_Exercise details_. Can you reproduce the data below word for word, leaving out the pictures?

**********

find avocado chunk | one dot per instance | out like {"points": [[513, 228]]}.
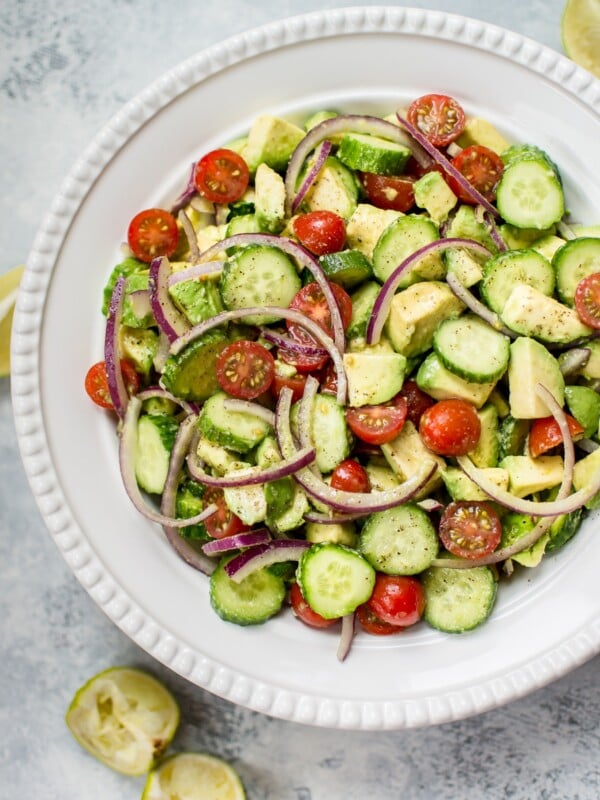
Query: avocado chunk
{"points": [[191, 373], [532, 313], [433, 194], [373, 377], [271, 140], [530, 363], [415, 314]]}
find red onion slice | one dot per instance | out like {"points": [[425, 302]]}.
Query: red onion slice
{"points": [[303, 258], [171, 322], [321, 154], [346, 636], [237, 541], [286, 313], [112, 359], [536, 533], [184, 549], [477, 307], [127, 448], [246, 478], [447, 166], [263, 556], [346, 502], [381, 306], [344, 123]]}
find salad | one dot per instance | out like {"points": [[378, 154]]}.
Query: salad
{"points": [[356, 368]]}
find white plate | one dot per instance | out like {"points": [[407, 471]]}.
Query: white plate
{"points": [[545, 623]]}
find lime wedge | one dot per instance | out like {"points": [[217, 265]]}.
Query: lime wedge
{"points": [[125, 718], [193, 776], [580, 33], [9, 284]]}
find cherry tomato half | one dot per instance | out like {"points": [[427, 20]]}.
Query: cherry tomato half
{"points": [[545, 434], [96, 383], [469, 529], [440, 118], [245, 369], [350, 476], [311, 301], [397, 599], [153, 233], [320, 232], [222, 176], [416, 401], [450, 427], [389, 191], [587, 300], [376, 424], [223, 522], [304, 612], [372, 624], [482, 168]]}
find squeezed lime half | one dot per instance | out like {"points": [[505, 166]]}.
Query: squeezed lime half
{"points": [[125, 718]]}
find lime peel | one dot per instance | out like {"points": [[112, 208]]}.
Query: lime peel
{"points": [[193, 776], [125, 718]]}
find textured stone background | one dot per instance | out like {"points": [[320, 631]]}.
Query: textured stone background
{"points": [[65, 68]]}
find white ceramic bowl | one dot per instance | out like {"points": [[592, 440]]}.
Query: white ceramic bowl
{"points": [[361, 59]]}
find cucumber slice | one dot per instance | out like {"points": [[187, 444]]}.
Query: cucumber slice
{"points": [[334, 579], [573, 262], [505, 270], [471, 348], [458, 600], [399, 541], [372, 154], [251, 601], [529, 194], [259, 275]]}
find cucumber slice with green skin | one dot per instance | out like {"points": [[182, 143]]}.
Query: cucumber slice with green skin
{"points": [[458, 600], [155, 439], [349, 268], [399, 541], [403, 237], [259, 275], [471, 348], [251, 601], [372, 154], [505, 270], [529, 194], [573, 262], [334, 579], [235, 430]]}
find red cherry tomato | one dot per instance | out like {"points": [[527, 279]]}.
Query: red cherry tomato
{"points": [[376, 424], [223, 522], [450, 427], [417, 401], [469, 529], [545, 434], [294, 382], [245, 369], [153, 233], [483, 169], [311, 301], [96, 382], [350, 476], [389, 191], [440, 118], [304, 612], [397, 599], [372, 624], [587, 300], [222, 176], [320, 232]]}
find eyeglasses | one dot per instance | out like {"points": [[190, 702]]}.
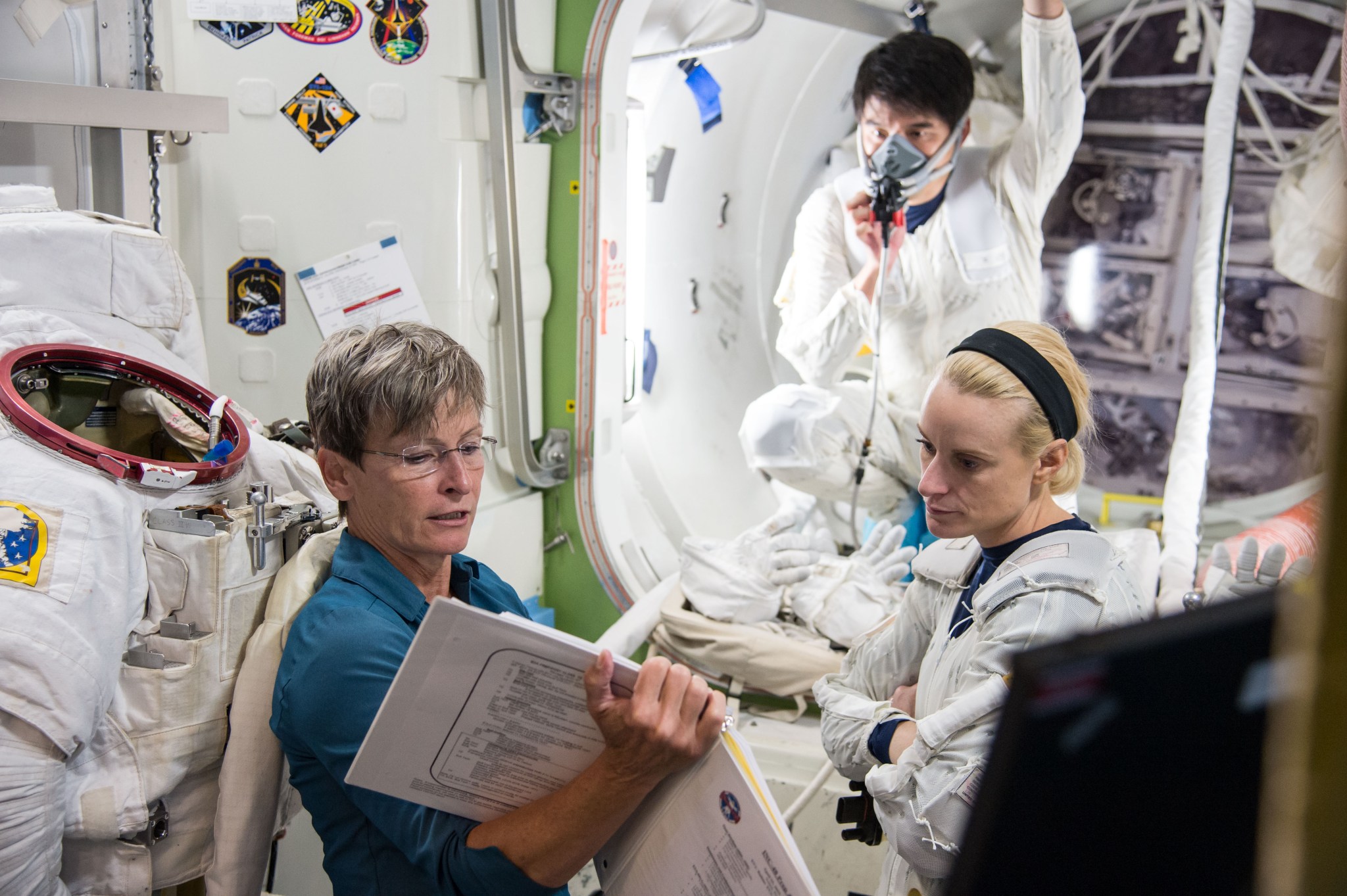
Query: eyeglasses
{"points": [[422, 460]]}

**********

_Solution to this exercise_.
find avocado chunk | one dot per instance | out like {"points": [[513, 228]]}.
Query: avocado chunk
{"points": [[191, 373], [532, 313], [433, 194], [373, 377], [271, 140], [530, 363], [415, 314]]}
find red onion slice | one dot per instance | out like {"points": [[425, 302]]}.
Query: red onion slice
{"points": [[303, 258], [171, 322], [321, 154], [346, 636], [237, 541], [286, 313], [112, 359], [536, 533], [184, 549], [477, 307], [127, 448], [246, 478], [447, 166], [263, 556], [346, 502], [381, 306], [344, 123]]}
find salad | one dot per instance | out like {"points": [[378, 154]]}.
Query: salad
{"points": [[356, 368]]}
find white plate | one dot per instance | out like {"points": [[407, 471]]}.
Query: white plate
{"points": [[545, 623]]}
find lime wedge | one dot per instance | out like {"points": [[217, 265]]}.
Query: lime wedge
{"points": [[125, 718], [193, 776], [580, 33], [9, 284]]}
find cherry tomato half | one dot per instance | out like {"points": [[427, 20]]}.
Query: cherry tomato half
{"points": [[545, 434], [96, 383], [469, 529], [440, 118], [245, 369], [350, 476], [311, 301], [397, 599], [153, 233], [320, 232], [222, 176], [416, 401], [450, 427], [389, 191], [587, 300], [376, 424], [223, 522], [304, 612], [372, 624], [482, 168]]}
find squeezed lime half | one dot per instance | out like {"points": [[505, 166]]}.
Query: squeezed lime half
{"points": [[125, 718]]}
find lime peel | one dot per instance | out like {"points": [[112, 208]]}.
Query: lime peel
{"points": [[193, 776], [125, 718]]}
find textured stone background | one dot per instance | out like {"points": [[320, 631]]}.
Query: textured stone background
{"points": [[65, 68]]}
find white ceramic bowl | one dot per instance | out like {"points": [[592, 440]]}.
Query: white ceramic bowl
{"points": [[361, 59]]}
find cucumber slice | one dot per instance | out like {"points": [[187, 444]]}.
Query: cucumber slice
{"points": [[334, 579], [573, 262], [505, 270], [471, 348], [458, 600], [399, 541], [372, 154], [251, 601], [529, 194], [259, 275]]}
find cucumber slice with green skin | one dot per instance | out like {"points": [[182, 143]]}.
Query: cucumber slice with green skin
{"points": [[458, 600], [155, 439], [349, 268], [399, 541], [403, 237], [259, 275], [471, 348], [251, 601], [372, 154], [505, 270], [529, 194], [573, 262], [334, 579], [235, 430]]}
find red cherry tomato | one dot per instance | out like {"points": [[527, 279]]}.
Query: red cherry tomato
{"points": [[376, 424], [223, 522], [450, 427], [417, 401], [469, 529], [545, 434], [294, 382], [245, 369], [153, 233], [483, 169], [311, 301], [96, 382], [350, 476], [389, 191], [440, 118], [304, 612], [397, 599], [372, 624], [587, 300], [222, 176], [320, 232]]}
find eyeglasses | one dot per instance | out like {"points": [[190, 702]]}.
Query: eyeglasses
{"points": [[422, 460]]}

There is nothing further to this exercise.